Pick out every line of the entries below that contains the string "wall", and copy each one unchanged.
-- begin Dataset records --
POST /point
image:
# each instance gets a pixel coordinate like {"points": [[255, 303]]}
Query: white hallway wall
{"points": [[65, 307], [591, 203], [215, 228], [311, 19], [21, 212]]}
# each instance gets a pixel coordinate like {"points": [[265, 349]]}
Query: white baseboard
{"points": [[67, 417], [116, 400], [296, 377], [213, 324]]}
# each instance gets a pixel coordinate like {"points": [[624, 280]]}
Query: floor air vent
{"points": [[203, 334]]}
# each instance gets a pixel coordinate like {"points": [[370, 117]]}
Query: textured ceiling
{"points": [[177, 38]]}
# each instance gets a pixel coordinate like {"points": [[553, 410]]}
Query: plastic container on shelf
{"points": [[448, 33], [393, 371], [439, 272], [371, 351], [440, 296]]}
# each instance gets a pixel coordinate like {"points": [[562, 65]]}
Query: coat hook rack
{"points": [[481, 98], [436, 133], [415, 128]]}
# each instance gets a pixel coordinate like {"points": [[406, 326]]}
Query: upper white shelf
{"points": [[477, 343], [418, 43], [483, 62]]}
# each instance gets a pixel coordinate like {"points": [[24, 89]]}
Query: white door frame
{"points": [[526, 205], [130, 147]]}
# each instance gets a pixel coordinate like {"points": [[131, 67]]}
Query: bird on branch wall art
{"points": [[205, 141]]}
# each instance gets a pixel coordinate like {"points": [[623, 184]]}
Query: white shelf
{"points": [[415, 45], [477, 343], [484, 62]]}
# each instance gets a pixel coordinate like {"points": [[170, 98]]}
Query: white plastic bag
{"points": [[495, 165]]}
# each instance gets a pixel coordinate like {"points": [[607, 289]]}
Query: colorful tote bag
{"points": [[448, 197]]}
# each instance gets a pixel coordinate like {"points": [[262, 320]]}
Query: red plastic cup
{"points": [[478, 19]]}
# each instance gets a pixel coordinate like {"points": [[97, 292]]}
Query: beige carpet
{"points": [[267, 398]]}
-- end Dataset records --
Response below:
Query: white hallway wall
Query: bird on branch wall art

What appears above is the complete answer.